▸ **Consignes**
1 - Extrayez tel quel le passage du texte sur Madame Simon et son jardin qui commence aux mots « C'est vrai que » et se termine après « Elle est usée. ».
2 - Rédigez la suite du texte sur Madame Simon et son jardin, en reprenant juste après sa dernière phrase.

Madame Simon est mon amie.
"Ah mais c'est vous ! Jeannine ne m'avait pas dit que vous viendriez cet été. Mais alors il faut passer à la maison !"
"Madame Simon, je viendrai inspecter votre jardin !"
"Comment ? Ha, il n'est pas très beau cet été. J'ai été malade et je n'ai pas pu m'en occuper comme il faut."
C'est vrai que Madame Simon a été très malade l'hiver dernier.
Une vilaine grippe qui s'est transformée en pneumonie.
Près de deux mois en convalescence dans une maison de repos.
On a même cru qu'elle y passerait.
Madame Simon a 83 ans.
Elle en paraît 90.
Ses doigts ressemblent à des ceps de vigne.
Elle marche avec difficulté.
Elle ne voit presque rien.
Elle est sourde.
Elle est usée.
Elle a un jardin.
C'est son jardin qui a fait que nous sommes devenues amies.
Madame Simon habite le pays des hortensias, ma fleur préférée. Elle en a de magnifiques. Roses, mais surtout des bleus.
"Ah, ils ne sont pas très beaux cette année. J'ai été malade, alors je n'ai pas pu m'en occuper. Et puis, il fait trop chaud. Les hortensias n'aiment pas cette chaleur. Et là, j'ai planté mes haricots et mes oignons. Je ne sais pas ce que ça donnera. Comme j'étais à l'hôpital, je n'ai pas pu bien m'en occuper. D'habitude, j'ai des salades et des fraises, mais cette année, je n'ai pas eu le temps. Vous avez remarqué que j'ai coupé mon laurier ? Il ne m'en reste qu'un. Je vais plutôt mettre là des roses trémières."
Avez-vous déjà vu... un jardinier satisfait ?
Avez-vous déjà vu... un jardinier qui n'a plus rien à faire dans son jardin ?
Malgré ses courbatures, malgré sa vue, Madame Simon passe ses journées à travailler dans son jardin. Elle désherbe ce qu'elle voit. Elle bêche. Elle plante et transplante. Elle pose des tuteurs. Elle coupe les gourmands. Malgré la chaleur, malgré la pluie.
Car ça pourrait être mieux.
Si ceci.

▸ **Données fournies**
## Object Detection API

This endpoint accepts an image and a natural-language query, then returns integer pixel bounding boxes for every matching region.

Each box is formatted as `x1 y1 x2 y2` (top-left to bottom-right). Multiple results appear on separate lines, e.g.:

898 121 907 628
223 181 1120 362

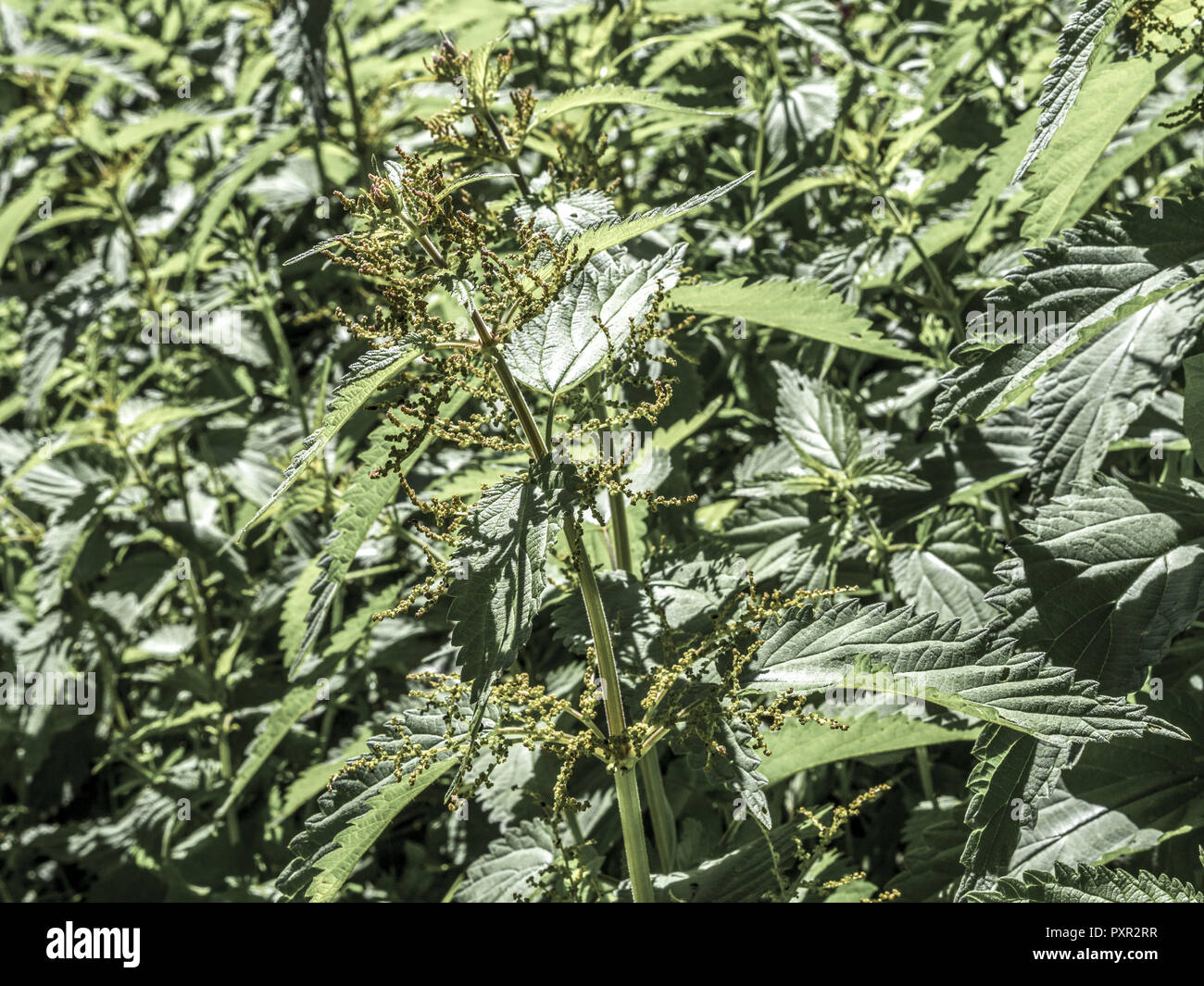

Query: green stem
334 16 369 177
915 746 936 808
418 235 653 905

* * *

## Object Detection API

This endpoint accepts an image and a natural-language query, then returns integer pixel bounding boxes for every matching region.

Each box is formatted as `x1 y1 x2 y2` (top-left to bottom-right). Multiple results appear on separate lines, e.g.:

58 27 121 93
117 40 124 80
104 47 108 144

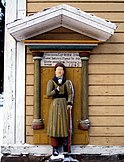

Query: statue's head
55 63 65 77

▸ **Réponses fournies**
1 -
C'est vrai que Madame Simon a été très malade l'hiver dernier.
Une vilaine grippe qui s'est transformée en pneumonie.
Près de deux mois en convalescence dans une maison de repos.
On a même cru qu'elle y passerait.
Madame Simon a 83 ans.
Elle en paraît 90.
Ses doigts ressemblent à des ceps de vigne.
Elle marche avec difficulté.
Elle ne voit presque rien.
Elle est sourde.
Elle est usée.

2 -
Si cela.
Si vous croyez qu'elle fait tout cela parce que ça l'occupe, vous vous trompez !
Car quand je lui dis que j'irai prendre des photos de son jardin, elle met sa plus belle robe, comme pour envoyer à ses fleurs le signal qu'il leur faut être à la hauteur, qu'elles seront observées, jugées.
Et quand je prends en photo ses bégonias, c'est elle qui fleurit de fierté.
Ces temps-ci, plusieurs enseignants décrivent leurs journées de travail et témoignent de leur découragement et de leur fatigue. Tout en donnant l'heure juste, j'ai parfois peur que ces messages découragent ceux et celles qui aimeraient devenir enseignants. Aussi, j'aimerais leur dire ceci :
Avez-vous déjà vu... un professeur satisfait ?
Avez-vous déjà vu... un professeur qui n'a plus rien à faire dans son cours ?
Voulez-vous connaître ce sentiment de fierté et d'accomplissement quand s'épanouissent vos élèves, quand ils réussissent ?
Enseigner, c'est faire un jardin.
10 commentaires
Missmath, tu n'as pas tort. Je crois quand même, enfin, je vais parler pour moi, que ce sont les lourdeurs administratives qui nous découragent.
Notre classe est bel et bien notre jardin, s'il nous épuise, on essaie quand même de le rendre plus fertile, mieux aménagé, etc.
Mon grand-père était un grand jardiner. Lorsqu'il s'est retrouvé en chaise roulante, paralysé, il a perdu une lueur, celle que lui donnait le plaisir de jardiner sans relâche, de nous montrer son immense jardin.
Simplement MERCI.
Vraiment touchant. Et tellement vrai!
Je retourne dans mon jardin car ça pousse, ça pousse vite!
Miss: tu vois, le problème n'est pas d'enseigner pour les élèves. J'aurais toujours de l'énergie pour le faire si ce n'était que je dois souvent enseigner contre une gestion lente ou inefficace, des parents qui minent mon autorité, un MELS qui décrète parfois sans consulter...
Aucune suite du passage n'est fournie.